--- Data under study Enclosed Below ---

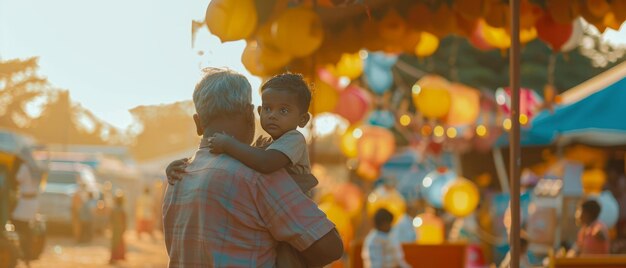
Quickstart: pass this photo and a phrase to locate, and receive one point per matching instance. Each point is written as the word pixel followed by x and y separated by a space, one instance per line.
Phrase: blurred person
pixel 380 249
pixel 86 216
pixel 145 213
pixel 243 213
pixel 26 210
pixel 593 236
pixel 118 227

--- End of Enclosed Data under study ---

▶ **Task description**
For this exercise, return the data above exactly and leave every picture out.

▶ **Answer space**
Quickstart: pass this photo and a phrase to locate, and receive one point per matching instance. Each point is written as the word pixel followed by x and y separated by a space, one instance per line.
Phrase: blurred person
pixel 380 249
pixel 86 216
pixel 145 213
pixel 243 213
pixel 26 210
pixel 593 236
pixel 118 227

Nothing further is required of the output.